Extracted material:
**********

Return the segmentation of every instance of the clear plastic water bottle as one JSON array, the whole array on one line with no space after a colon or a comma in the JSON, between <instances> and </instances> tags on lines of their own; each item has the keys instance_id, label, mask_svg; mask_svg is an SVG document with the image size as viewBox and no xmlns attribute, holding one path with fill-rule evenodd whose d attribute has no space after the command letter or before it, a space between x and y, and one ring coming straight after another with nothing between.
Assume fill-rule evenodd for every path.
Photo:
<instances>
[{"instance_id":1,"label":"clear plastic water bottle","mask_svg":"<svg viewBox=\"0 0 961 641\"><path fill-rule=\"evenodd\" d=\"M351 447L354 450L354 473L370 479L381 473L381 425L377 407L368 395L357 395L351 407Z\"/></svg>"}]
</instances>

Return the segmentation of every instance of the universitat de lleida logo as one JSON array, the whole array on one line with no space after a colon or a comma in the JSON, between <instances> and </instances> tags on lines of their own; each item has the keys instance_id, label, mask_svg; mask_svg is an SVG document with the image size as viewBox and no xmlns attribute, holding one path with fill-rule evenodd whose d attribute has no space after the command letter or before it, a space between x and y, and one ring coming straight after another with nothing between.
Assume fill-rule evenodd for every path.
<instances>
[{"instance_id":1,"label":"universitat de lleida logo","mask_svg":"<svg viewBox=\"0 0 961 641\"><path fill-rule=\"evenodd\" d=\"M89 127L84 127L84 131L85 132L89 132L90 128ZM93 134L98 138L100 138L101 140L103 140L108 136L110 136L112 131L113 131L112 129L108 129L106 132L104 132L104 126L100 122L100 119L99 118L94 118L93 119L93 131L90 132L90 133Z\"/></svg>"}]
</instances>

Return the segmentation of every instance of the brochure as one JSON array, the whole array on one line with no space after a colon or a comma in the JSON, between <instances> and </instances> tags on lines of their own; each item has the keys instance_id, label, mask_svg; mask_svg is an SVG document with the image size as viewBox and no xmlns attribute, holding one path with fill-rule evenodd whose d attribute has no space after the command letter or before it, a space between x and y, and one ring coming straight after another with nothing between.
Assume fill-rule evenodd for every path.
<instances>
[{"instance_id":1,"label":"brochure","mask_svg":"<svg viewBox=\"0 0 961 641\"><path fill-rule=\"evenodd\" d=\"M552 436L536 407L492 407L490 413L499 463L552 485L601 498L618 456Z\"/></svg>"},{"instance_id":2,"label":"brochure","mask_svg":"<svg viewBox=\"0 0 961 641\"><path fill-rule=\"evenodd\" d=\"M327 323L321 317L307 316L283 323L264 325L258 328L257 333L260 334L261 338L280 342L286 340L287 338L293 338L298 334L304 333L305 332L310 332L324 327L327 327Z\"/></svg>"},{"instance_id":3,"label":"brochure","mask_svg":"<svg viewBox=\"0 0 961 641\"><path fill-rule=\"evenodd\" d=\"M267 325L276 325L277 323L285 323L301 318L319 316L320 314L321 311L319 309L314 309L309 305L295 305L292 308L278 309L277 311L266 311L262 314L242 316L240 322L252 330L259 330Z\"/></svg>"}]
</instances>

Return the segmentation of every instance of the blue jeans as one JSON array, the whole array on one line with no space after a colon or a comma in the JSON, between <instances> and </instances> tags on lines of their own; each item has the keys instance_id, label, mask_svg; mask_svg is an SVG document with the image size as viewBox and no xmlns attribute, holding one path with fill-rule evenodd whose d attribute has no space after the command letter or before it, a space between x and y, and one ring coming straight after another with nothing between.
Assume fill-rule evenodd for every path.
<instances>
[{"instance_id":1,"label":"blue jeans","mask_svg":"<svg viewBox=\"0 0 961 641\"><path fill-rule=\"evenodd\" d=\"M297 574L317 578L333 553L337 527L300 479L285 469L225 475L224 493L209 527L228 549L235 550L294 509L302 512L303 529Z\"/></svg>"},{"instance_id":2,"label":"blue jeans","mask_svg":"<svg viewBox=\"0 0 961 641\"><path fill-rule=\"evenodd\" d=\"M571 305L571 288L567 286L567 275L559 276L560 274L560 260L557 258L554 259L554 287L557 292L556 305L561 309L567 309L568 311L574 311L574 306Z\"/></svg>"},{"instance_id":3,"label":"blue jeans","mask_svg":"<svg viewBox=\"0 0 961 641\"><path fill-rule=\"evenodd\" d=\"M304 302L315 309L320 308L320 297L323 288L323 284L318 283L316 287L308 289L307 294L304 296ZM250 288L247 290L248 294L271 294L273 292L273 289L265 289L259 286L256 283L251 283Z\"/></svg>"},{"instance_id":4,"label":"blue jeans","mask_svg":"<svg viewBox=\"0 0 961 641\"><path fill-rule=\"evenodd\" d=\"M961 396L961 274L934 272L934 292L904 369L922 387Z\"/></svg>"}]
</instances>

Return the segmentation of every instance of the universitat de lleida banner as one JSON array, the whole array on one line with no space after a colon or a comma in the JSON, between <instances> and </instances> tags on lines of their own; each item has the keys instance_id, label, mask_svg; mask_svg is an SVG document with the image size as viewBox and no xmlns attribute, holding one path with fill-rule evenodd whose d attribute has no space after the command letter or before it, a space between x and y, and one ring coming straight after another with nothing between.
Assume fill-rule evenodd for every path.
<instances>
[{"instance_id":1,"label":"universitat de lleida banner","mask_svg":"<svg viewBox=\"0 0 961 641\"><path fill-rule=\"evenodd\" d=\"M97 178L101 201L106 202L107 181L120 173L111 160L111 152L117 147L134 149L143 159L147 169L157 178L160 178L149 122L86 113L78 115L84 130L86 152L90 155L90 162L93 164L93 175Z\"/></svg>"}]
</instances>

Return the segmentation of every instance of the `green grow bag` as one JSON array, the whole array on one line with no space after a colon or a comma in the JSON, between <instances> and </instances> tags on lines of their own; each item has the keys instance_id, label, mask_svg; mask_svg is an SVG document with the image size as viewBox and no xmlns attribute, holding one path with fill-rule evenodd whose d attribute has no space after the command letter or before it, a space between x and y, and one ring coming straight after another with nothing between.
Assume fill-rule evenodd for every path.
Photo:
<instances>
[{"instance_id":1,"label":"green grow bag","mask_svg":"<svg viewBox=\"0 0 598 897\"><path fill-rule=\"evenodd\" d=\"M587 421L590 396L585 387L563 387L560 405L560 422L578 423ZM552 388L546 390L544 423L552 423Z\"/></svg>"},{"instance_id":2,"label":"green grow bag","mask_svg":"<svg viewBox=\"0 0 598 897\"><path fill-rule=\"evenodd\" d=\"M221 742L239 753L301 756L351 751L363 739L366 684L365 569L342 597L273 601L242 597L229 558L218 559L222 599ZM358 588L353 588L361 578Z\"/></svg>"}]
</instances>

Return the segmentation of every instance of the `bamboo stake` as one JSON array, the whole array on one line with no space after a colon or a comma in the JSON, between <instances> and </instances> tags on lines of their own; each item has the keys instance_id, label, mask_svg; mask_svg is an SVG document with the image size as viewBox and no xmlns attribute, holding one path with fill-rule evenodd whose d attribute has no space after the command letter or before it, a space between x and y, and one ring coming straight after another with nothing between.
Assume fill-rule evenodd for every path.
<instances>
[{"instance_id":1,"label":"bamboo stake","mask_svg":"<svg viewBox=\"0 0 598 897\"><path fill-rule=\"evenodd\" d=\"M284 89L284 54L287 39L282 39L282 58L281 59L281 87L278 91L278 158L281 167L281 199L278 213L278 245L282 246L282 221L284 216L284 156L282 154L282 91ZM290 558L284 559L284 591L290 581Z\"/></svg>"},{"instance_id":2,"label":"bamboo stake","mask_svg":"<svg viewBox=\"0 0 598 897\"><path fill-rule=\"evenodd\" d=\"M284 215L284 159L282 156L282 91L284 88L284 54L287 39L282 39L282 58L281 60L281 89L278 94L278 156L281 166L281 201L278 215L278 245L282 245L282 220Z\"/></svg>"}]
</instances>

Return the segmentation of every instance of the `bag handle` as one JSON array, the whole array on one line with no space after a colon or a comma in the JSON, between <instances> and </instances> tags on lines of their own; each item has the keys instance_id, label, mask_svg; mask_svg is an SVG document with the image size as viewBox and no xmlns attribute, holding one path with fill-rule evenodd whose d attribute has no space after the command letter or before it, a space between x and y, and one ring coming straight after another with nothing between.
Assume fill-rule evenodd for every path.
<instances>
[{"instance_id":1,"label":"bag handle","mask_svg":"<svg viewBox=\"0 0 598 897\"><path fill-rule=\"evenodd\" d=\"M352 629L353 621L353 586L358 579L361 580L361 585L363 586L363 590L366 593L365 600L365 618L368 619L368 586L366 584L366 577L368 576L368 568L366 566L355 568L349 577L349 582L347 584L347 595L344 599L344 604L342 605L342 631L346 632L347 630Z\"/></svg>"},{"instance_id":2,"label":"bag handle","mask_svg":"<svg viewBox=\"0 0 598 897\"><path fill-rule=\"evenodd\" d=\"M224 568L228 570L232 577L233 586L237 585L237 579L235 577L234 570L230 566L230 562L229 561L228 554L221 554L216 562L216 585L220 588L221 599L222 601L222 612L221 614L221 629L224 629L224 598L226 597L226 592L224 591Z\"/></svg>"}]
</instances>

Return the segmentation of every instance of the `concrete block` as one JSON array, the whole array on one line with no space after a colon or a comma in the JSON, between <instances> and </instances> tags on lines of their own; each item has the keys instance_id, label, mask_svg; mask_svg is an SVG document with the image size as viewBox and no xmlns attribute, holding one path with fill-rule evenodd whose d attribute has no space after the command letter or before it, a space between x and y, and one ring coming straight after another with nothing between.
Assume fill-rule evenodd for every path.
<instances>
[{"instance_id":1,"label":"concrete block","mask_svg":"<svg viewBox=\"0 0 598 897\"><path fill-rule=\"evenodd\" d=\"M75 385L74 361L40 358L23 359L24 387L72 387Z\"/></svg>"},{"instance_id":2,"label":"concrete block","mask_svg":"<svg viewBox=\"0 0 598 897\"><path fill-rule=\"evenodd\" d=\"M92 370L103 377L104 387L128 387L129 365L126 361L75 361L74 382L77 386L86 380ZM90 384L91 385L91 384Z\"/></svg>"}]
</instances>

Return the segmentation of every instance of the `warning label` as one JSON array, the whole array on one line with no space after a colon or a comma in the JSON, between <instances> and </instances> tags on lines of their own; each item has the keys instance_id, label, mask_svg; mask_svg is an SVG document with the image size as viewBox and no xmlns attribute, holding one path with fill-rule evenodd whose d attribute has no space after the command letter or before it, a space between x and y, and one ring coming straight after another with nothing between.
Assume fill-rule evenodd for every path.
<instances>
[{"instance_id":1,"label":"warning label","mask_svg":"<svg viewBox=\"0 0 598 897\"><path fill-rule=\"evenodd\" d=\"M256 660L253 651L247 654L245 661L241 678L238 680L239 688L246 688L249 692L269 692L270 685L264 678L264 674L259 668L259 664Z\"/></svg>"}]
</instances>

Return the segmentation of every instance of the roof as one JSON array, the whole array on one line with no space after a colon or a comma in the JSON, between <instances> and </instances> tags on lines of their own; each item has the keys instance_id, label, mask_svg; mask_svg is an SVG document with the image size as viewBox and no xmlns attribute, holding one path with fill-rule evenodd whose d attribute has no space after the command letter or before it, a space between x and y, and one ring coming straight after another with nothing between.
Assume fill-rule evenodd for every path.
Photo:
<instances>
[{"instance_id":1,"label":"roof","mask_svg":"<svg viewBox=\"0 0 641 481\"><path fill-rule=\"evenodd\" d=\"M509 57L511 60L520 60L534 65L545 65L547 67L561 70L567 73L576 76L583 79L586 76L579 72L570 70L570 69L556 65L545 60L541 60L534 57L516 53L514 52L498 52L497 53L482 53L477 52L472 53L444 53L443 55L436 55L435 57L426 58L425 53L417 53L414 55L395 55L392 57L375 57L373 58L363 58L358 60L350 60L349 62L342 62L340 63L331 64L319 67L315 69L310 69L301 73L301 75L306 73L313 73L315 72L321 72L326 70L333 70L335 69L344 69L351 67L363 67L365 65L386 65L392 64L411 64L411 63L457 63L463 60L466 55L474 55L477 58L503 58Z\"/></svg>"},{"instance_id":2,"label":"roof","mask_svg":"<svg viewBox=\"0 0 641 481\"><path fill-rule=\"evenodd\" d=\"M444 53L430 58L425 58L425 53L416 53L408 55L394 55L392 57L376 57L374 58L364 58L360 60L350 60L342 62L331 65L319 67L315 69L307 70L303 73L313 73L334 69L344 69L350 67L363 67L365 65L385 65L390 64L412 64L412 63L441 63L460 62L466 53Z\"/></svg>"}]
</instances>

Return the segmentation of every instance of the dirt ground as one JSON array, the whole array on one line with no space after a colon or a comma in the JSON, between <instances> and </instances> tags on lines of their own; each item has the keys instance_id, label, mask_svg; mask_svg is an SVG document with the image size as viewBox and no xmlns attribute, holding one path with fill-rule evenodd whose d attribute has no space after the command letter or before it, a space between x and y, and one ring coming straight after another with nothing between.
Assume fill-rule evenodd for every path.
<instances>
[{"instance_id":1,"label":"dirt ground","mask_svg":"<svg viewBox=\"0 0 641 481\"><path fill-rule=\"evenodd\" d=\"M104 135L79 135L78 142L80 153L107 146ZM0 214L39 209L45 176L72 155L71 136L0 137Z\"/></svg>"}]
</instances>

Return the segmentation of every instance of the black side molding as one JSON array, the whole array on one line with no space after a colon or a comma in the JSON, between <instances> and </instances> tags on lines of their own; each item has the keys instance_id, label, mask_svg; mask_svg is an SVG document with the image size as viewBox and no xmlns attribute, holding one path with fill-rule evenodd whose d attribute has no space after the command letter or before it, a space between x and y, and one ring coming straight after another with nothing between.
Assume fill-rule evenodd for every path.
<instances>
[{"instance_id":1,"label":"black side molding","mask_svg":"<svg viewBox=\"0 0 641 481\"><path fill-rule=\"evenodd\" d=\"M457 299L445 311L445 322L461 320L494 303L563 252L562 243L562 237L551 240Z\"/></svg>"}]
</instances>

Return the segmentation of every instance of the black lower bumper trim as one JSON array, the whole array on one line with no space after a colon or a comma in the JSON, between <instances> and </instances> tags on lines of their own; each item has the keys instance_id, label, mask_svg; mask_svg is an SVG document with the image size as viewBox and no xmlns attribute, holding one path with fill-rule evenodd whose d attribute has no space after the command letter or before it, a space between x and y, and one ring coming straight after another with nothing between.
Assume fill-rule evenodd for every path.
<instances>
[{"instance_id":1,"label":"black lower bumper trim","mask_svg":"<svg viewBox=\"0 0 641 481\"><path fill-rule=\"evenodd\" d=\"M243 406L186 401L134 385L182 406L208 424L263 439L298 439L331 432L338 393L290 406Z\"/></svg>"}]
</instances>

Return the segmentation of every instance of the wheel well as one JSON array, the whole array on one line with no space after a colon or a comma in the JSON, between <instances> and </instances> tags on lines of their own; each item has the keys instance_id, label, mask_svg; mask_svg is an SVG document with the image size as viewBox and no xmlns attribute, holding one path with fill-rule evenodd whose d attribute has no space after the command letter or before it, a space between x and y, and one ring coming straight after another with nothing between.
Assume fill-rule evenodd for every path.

**********

Exercise aim: Copy verbatim every line from the one containing "Return the segmentation of every instance of the wheel" through the end of the listing, both ends included.

Answer below:
Return the segmentation of every instance of the wheel well as one JSON array, the whole array on one line with no space after a colon or a comma in the JSON, between <instances> and </instances> tags on lines of their own; each item has the keys instance_id, label, mask_svg; mask_svg is an SVG document with the image size as viewBox and no xmlns attribute, holding one path with fill-rule evenodd whose d attribute has no space after the command letter or before it, a space between x and y, and one ring coming straight after another with nothing between.
Assume fill-rule evenodd for every path.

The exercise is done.